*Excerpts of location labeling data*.
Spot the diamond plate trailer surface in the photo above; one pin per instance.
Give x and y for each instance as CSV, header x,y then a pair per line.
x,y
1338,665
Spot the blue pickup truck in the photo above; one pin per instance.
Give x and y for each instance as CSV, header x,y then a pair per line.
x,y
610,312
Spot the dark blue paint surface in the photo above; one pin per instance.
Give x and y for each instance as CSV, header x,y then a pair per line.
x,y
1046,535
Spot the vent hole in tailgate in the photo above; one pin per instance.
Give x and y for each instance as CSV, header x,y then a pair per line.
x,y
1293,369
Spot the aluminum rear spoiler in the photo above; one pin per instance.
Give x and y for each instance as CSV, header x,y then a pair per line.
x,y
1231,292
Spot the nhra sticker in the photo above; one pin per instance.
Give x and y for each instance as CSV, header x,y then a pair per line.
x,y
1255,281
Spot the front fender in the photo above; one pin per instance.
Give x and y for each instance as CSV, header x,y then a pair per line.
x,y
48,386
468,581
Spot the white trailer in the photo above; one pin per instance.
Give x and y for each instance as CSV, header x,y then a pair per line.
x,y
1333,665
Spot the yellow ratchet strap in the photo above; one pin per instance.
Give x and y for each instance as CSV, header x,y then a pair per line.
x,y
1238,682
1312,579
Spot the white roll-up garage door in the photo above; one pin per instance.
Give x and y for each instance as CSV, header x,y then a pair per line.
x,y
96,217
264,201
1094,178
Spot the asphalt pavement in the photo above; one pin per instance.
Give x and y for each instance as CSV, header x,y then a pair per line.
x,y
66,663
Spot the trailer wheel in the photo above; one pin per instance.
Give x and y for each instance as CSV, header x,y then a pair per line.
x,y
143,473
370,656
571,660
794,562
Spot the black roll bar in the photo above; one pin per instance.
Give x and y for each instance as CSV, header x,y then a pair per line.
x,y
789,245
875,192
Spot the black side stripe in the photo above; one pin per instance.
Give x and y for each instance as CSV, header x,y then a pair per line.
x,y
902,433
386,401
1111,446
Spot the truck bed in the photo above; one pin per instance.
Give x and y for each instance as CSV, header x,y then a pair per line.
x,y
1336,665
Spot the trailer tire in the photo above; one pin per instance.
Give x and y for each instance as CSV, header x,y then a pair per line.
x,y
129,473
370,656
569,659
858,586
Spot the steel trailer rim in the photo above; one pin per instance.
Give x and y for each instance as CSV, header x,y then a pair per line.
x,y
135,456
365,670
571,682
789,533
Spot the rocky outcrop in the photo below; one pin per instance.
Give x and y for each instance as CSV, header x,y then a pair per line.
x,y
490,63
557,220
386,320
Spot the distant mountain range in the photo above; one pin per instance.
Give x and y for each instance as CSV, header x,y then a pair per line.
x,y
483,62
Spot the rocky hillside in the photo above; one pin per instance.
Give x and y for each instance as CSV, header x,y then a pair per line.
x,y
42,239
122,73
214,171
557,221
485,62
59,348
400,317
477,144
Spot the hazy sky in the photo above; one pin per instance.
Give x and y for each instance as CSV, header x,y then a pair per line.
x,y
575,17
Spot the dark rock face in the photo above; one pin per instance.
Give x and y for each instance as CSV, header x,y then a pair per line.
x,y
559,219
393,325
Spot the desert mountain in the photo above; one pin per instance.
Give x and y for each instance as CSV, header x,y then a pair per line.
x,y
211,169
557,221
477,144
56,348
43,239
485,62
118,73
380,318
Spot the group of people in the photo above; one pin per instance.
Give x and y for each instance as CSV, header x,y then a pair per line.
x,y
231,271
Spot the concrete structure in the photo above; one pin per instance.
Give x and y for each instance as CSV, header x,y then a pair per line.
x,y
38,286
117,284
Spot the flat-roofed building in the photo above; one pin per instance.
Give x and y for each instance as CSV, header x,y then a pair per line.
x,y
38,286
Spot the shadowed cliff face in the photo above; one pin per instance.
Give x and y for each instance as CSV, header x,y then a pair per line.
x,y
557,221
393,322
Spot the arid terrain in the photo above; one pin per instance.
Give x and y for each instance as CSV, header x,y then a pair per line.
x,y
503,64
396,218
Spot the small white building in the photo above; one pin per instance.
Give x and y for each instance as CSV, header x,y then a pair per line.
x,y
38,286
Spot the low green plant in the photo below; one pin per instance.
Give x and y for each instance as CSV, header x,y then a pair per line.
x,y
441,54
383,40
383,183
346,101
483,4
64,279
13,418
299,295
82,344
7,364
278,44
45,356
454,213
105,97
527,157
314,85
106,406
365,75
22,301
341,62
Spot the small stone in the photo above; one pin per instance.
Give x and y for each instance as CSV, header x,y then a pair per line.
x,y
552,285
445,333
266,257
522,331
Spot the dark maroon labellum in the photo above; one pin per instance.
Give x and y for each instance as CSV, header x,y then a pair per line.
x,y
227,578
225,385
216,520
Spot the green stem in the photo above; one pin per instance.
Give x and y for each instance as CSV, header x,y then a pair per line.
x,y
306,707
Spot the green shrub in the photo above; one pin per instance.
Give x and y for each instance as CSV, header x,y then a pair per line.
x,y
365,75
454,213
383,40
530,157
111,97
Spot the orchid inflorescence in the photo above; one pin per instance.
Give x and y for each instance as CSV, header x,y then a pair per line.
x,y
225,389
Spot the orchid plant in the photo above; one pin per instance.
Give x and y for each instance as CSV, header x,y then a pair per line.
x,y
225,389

*Task prompt*. Word for word, quote the lines from the line containing "Spot the concrete" through the end of the material, both included, and nothing else.

*Solution for this exercise*.
Spot the concrete structure in the photo above; one pin per instance.
Give x and y for each instance as CSV, header x,y then a pair per line.
x,y
38,286
117,284
Spot the flat-roofed building in the photo above; one pin per instance.
Give x and y for each instance as CSV, header x,y then a pair per line.
x,y
38,286
Spot the shadowed cliff face in the photo above; one pin per instance.
Give x and y for each instance as CSV, header x,y then a pair per line.
x,y
557,221
393,322
Spot the arid terrain in the photo above; one pin per instance.
Give x and y for each instance as CSV, header x,y then a pair per line.
x,y
503,64
396,218
Spot the small white building in the photo above; one pin per instance.
Give x and y for each instance as CSV, header x,y then a pair per line.
x,y
38,286
Spot the low green plant in the photo below; one pin per instance.
Give x and y for each instance as CSV, header x,y then a pair per line.
x,y
441,54
383,40
383,183
346,101
483,4
64,279
13,418
299,295
82,344
7,364
278,44
45,356
454,213
105,97
527,157
314,85
106,406
365,75
22,301
341,62
Spot the small stone in the photo above; one pin per instance.
Give x and y for each instance as CSV, header x,y then a pair per line.
x,y
552,285
445,333
266,257
522,331
Spot the dark maroon labellum in the photo above; one pin per instance.
Give x and y for each instance as CSV, header x,y then a pair per line.
x,y
227,578
225,385
216,520
Spot the green stem in the photo above; one pin per instance.
Give x and y for each instance as CSV, header x,y then a pair per line.
x,y
306,707
Spot the green shrub in the photo above; one pin per instance.
Give x and y for each instance as CSV, header x,y then a pair per line.
x,y
365,75
454,213
383,40
530,157
111,97
Spot the orchid inflorescence in the photo above; one pin per instance.
Give x and y for each instance as CSV, header x,y then a pair per line.
x,y
225,389
Spot the orchid plant in the photo above; one pin per instance.
Give x and y for each instance as CSV, header x,y then a pair per line.
x,y
225,389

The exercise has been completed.